▶ Text section
● ● ●

Skip to content
PAVEL GLUKHIKH
Menu

Infrastructure

Production Kubernetes Architecture: What Actually Changes

Production Kubernetes architecture decisions that separate lab clusters from real platforms: control plane topology, node pools, ingress, storage, upgrades.

7 min read

Executive summary

Production Kubernetes architecture is the set of design decisions — control plane topology, etcd placement, node pool layout, ingress, storage, and upgrade strategy — that determine whether a cluster survives real failure, real load, and real change. A lab cluster and a production cluster are the same components arranged around different assumptions: the lab assumes things mostly work; production assumes everything eventually fails. This article walks through each decision, names the failure it exists to prevent, and gives the defaults I reach for when nobody has a stronger opinion.

The difference between a cluster and a platform

Anyone can stand up Kubernetes in an afternoon. kubeadm init, join two workers, deploy an app, done. I have written guides that take people exactly that far, and it is genuinely the right way to learn.

Anyone can deploy software. Keeping it healthy for five years is engineering.

That is the whole distance between a lab cluster and a production platform. They are built from the same components, arranged around different assumptions. The lab assumes things mostly work. Production assumes everything eventually fails: nodes, disks, certificates, upgrades, and the person running the upgrade. After enough years carrying the pager for infrastructure other people depended on, I stopped asking whether a component would fail and started asking what happens to the platform when it does.

● ● ●

▶ Parts of the exercise
1 – Condense the paragraph in the Kubernetes article that begins "Production Kubernetes architecture is the set" into a short bulleted list, keeping its main facts.
2 – Answer these questions from the Kubernetes article:
(a) Which kubeadm command is given as the first step in standing up Kubernetes?
(b) According to the article, keeping software healthy for how long is engineering?
(c) What does production assume will eventually fail?

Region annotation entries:
● ● ●

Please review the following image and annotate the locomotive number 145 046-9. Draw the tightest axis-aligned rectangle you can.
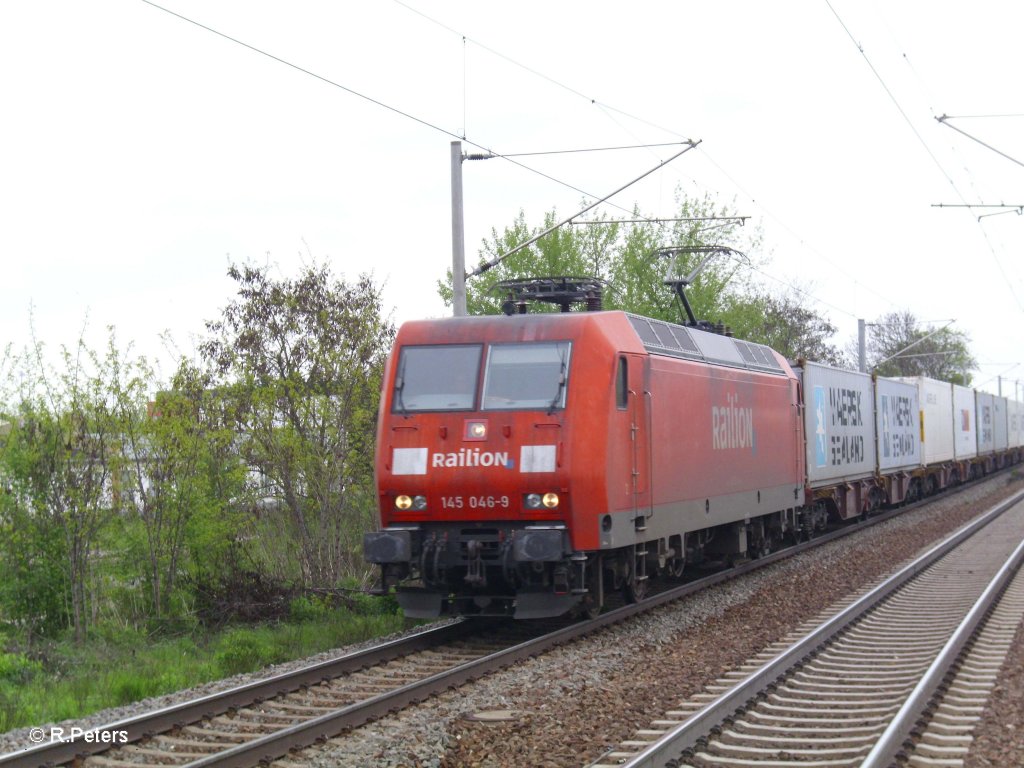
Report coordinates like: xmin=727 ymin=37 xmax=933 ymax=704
xmin=441 ymin=496 xmax=511 ymax=509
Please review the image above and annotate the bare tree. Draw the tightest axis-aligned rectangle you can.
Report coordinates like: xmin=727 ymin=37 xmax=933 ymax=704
xmin=202 ymin=266 xmax=394 ymax=585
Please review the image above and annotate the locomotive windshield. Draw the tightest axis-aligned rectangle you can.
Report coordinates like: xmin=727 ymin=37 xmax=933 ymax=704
xmin=391 ymin=344 xmax=482 ymax=414
xmin=481 ymin=341 xmax=570 ymax=411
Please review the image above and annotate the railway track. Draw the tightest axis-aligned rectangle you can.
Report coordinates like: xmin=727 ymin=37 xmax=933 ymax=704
xmin=592 ymin=494 xmax=1024 ymax=768
xmin=0 ymin=483 xmax=1015 ymax=768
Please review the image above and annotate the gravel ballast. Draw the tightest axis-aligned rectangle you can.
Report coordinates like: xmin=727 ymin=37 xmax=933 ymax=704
xmin=0 ymin=474 xmax=1024 ymax=768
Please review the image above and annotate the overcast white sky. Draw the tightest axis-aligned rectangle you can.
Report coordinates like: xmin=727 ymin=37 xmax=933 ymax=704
xmin=0 ymin=0 xmax=1024 ymax=394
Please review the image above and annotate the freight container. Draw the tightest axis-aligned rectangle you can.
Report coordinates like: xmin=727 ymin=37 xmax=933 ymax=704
xmin=953 ymin=384 xmax=978 ymax=461
xmin=802 ymin=362 xmax=876 ymax=487
xmin=900 ymin=376 xmax=954 ymax=466
xmin=992 ymin=395 xmax=1010 ymax=454
xmin=975 ymin=392 xmax=995 ymax=456
xmin=874 ymin=378 xmax=921 ymax=473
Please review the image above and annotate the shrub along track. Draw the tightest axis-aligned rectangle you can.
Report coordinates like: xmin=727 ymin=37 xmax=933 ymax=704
xmin=0 ymin=473 xmax=1019 ymax=768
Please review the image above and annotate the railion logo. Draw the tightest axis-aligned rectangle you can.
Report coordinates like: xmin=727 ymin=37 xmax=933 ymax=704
xmin=711 ymin=394 xmax=757 ymax=451
xmin=430 ymin=449 xmax=515 ymax=469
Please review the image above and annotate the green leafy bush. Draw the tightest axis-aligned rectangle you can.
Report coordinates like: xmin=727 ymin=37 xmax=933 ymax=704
xmin=213 ymin=630 xmax=284 ymax=675
xmin=0 ymin=652 xmax=43 ymax=683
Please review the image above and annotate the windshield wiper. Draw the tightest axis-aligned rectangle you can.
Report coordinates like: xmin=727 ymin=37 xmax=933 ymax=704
xmin=394 ymin=355 xmax=409 ymax=419
xmin=548 ymin=350 xmax=565 ymax=416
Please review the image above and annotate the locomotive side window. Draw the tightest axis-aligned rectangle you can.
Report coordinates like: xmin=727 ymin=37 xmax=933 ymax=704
xmin=615 ymin=357 xmax=630 ymax=409
xmin=481 ymin=341 xmax=571 ymax=411
xmin=391 ymin=344 xmax=482 ymax=414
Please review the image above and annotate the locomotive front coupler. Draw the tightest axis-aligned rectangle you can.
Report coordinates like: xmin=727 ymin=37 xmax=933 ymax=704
xmin=466 ymin=539 xmax=487 ymax=587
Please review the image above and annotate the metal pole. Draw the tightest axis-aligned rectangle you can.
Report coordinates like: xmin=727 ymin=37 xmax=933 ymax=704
xmin=452 ymin=141 xmax=467 ymax=317
xmin=857 ymin=319 xmax=867 ymax=373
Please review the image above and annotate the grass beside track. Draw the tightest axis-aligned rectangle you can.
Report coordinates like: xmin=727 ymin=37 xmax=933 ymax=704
xmin=0 ymin=607 xmax=404 ymax=732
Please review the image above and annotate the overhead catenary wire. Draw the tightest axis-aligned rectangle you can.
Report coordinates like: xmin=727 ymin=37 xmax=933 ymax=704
xmin=141 ymin=0 xmax=675 ymax=227
xmin=385 ymin=0 xmax=913 ymax=317
xmin=824 ymin=0 xmax=1024 ymax=311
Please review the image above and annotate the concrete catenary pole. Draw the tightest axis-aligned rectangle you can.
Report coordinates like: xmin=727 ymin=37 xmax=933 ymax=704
xmin=452 ymin=141 xmax=466 ymax=317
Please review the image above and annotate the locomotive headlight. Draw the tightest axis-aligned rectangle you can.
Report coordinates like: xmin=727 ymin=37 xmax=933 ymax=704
xmin=462 ymin=420 xmax=487 ymax=440
xmin=394 ymin=494 xmax=427 ymax=512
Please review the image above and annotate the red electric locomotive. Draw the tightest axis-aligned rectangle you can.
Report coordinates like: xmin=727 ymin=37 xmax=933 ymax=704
xmin=364 ymin=280 xmax=816 ymax=618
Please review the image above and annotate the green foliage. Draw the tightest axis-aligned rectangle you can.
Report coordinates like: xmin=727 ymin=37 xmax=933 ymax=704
xmin=723 ymin=290 xmax=850 ymax=368
xmin=201 ymin=266 xmax=394 ymax=587
xmin=288 ymin=595 xmax=333 ymax=622
xmin=438 ymin=196 xmax=760 ymax=321
xmin=0 ymin=652 xmax=43 ymax=685
xmin=865 ymin=310 xmax=978 ymax=386
xmin=213 ymin=629 xmax=285 ymax=675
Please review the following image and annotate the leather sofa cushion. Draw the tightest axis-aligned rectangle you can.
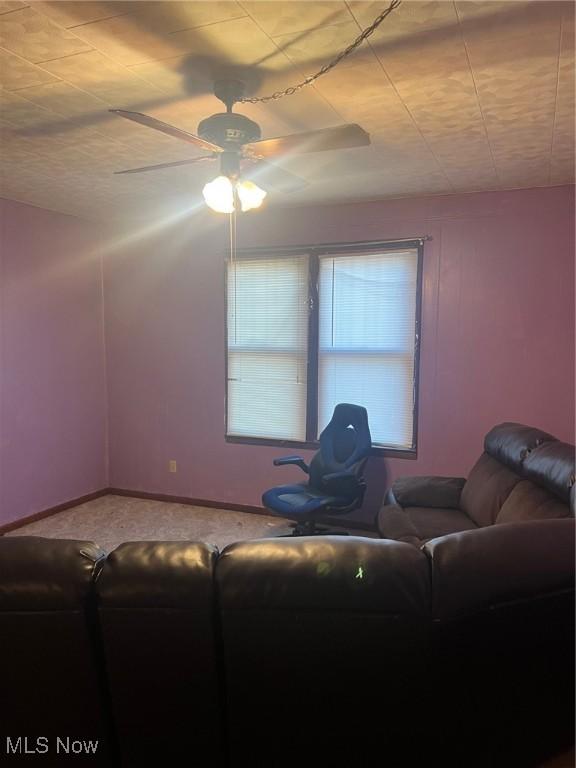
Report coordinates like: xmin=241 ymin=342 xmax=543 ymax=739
xmin=424 ymin=519 xmax=574 ymax=629
xmin=404 ymin=507 xmax=478 ymax=542
xmin=392 ymin=476 xmax=466 ymax=509
xmin=378 ymin=504 xmax=477 ymax=547
xmin=484 ymin=422 xmax=556 ymax=472
xmin=496 ymin=480 xmax=569 ymax=523
xmin=460 ymin=453 xmax=520 ymax=526
xmin=0 ymin=536 xmax=105 ymax=611
xmin=524 ymin=441 xmax=575 ymax=504
xmin=98 ymin=541 xmax=217 ymax=612
xmin=216 ymin=536 xmax=430 ymax=616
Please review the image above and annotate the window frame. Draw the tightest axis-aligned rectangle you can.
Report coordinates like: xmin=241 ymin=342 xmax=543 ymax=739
xmin=224 ymin=237 xmax=429 ymax=459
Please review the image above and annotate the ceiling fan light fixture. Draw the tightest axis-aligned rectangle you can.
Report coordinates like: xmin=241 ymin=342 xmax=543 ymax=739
xmin=202 ymin=176 xmax=267 ymax=213
xmin=202 ymin=176 xmax=234 ymax=213
xmin=236 ymin=181 xmax=268 ymax=211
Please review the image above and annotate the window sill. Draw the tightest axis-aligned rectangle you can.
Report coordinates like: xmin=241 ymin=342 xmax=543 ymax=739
xmin=225 ymin=435 xmax=418 ymax=461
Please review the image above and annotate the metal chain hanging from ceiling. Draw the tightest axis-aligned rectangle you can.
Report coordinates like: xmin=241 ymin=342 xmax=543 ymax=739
xmin=240 ymin=0 xmax=402 ymax=104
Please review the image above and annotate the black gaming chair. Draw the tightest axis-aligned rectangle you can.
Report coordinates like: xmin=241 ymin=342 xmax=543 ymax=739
xmin=262 ymin=403 xmax=372 ymax=536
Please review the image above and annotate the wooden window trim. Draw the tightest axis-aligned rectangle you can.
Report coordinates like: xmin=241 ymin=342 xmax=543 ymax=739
xmin=224 ymin=236 xmax=430 ymax=460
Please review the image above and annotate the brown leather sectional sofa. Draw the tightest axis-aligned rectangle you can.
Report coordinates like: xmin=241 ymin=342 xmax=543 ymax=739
xmin=0 ymin=424 xmax=574 ymax=768
xmin=378 ymin=423 xmax=576 ymax=546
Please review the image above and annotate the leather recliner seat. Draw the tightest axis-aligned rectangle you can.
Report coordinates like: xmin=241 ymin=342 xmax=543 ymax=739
xmin=377 ymin=423 xmax=575 ymax=547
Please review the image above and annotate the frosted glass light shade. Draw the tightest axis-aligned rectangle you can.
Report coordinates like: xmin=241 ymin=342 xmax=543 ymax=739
xmin=236 ymin=181 xmax=266 ymax=211
xmin=202 ymin=176 xmax=234 ymax=213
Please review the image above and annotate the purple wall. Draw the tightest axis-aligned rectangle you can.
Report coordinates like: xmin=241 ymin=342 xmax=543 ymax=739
xmin=105 ymin=187 xmax=574 ymax=519
xmin=0 ymin=200 xmax=108 ymax=525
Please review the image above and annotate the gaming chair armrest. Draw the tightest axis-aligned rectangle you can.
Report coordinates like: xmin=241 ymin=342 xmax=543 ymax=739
xmin=273 ymin=456 xmax=310 ymax=475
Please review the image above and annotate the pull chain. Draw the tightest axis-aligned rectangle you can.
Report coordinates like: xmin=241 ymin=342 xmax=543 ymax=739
xmin=240 ymin=0 xmax=402 ymax=104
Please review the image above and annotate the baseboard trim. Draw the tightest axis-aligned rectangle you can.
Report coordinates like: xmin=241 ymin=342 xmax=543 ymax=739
xmin=107 ymin=488 xmax=270 ymax=515
xmin=0 ymin=488 xmax=110 ymax=536
xmin=107 ymin=488 xmax=376 ymax=531
xmin=0 ymin=488 xmax=376 ymax=536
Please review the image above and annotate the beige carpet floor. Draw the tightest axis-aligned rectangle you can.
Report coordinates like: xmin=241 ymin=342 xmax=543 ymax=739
xmin=6 ymin=496 xmax=376 ymax=552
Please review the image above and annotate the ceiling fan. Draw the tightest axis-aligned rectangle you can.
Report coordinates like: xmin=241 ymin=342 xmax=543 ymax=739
xmin=110 ymin=80 xmax=370 ymax=213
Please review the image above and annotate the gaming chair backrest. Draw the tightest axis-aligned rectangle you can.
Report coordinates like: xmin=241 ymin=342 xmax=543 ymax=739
xmin=310 ymin=403 xmax=372 ymax=491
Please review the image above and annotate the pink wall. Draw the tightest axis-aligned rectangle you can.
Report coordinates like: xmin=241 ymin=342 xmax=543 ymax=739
xmin=105 ymin=187 xmax=574 ymax=519
xmin=0 ymin=200 xmax=108 ymax=525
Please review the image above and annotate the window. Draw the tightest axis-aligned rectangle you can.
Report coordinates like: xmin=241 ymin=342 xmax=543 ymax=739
xmin=227 ymin=240 xmax=422 ymax=453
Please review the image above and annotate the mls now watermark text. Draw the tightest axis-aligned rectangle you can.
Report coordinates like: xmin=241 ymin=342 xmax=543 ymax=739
xmin=5 ymin=736 xmax=98 ymax=755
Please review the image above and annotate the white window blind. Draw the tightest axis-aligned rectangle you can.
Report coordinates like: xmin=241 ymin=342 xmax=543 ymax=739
xmin=318 ymin=248 xmax=418 ymax=449
xmin=227 ymin=255 xmax=308 ymax=440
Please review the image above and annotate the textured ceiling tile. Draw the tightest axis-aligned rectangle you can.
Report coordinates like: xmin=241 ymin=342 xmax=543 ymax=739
xmin=0 ymin=0 xmax=574 ymax=218
xmin=33 ymin=0 xmax=134 ymax=29
xmin=0 ymin=8 xmax=90 ymax=63
xmin=550 ymin=3 xmax=576 ymax=184
xmin=129 ymin=0 xmax=246 ymax=33
xmin=43 ymin=51 xmax=165 ymax=107
xmin=0 ymin=49 xmax=57 ymax=91
xmin=274 ymin=20 xmax=374 ymax=75
xmin=314 ymin=62 xmax=391 ymax=105
xmin=10 ymin=82 xmax=108 ymax=117
xmin=0 ymin=0 xmax=30 ymax=14
xmin=171 ymin=17 xmax=278 ymax=68
xmin=349 ymin=0 xmax=454 ymax=44
xmin=0 ymin=91 xmax=63 ymax=127
xmin=66 ymin=14 xmax=187 ymax=65
xmin=242 ymin=0 xmax=348 ymax=42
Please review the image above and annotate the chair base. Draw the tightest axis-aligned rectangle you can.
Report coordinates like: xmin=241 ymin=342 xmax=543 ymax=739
xmin=285 ymin=520 xmax=350 ymax=536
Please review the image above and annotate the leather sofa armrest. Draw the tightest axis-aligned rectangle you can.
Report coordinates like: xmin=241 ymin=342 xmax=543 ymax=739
xmin=423 ymin=518 xmax=575 ymax=619
xmin=97 ymin=541 xmax=217 ymax=611
xmin=0 ymin=536 xmax=106 ymax=611
xmin=216 ymin=536 xmax=430 ymax=616
xmin=388 ymin=476 xmax=466 ymax=509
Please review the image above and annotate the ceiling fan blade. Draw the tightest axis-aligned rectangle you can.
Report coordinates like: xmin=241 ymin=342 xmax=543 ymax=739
xmin=114 ymin=155 xmax=215 ymax=176
xmin=244 ymin=123 xmax=370 ymax=158
xmin=109 ymin=109 xmax=224 ymax=152
xmin=242 ymin=160 xmax=308 ymax=192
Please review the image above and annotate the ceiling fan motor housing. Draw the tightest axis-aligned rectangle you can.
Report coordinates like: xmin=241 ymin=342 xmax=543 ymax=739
xmin=198 ymin=112 xmax=261 ymax=149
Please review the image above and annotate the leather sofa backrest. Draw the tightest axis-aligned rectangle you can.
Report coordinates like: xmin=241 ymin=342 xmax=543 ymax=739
xmin=522 ymin=441 xmax=575 ymax=504
xmin=484 ymin=421 xmax=556 ymax=472
xmin=424 ymin=520 xmax=575 ymax=768
xmin=0 ymin=536 xmax=111 ymax=766
xmin=97 ymin=541 xmax=224 ymax=768
xmin=461 ymin=422 xmax=574 ymax=526
xmin=216 ymin=536 xmax=430 ymax=768
xmin=460 ymin=453 xmax=520 ymax=526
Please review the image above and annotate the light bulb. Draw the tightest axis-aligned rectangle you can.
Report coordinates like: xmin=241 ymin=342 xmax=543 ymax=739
xmin=236 ymin=181 xmax=266 ymax=211
xmin=202 ymin=176 xmax=235 ymax=213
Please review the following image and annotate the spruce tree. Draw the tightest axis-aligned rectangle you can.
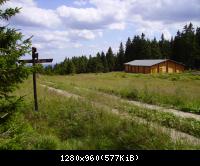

● ● ●

▶ Set of answers
1 –
- Production Kubernetes architecture is a set of design decisions: control plane topology, etcd placement, node pool layout, ingress, storage, and upgrade strategy.
- These decisions determine whether a cluster survives real failure, real load, and real change.
- Lab and production clusters use the same components but rest on different assumptions. The lab assumes things mostly work, and production assumes everything eventually fails.
- The article covers each decision, the failure it exists to prevent, and the defaults used when nobody has a stronger opinion.

2 –
(a) kubeadm init
(b) Five years
(c) Nodes, disks, certificates, upgrades, and the person running the upgrade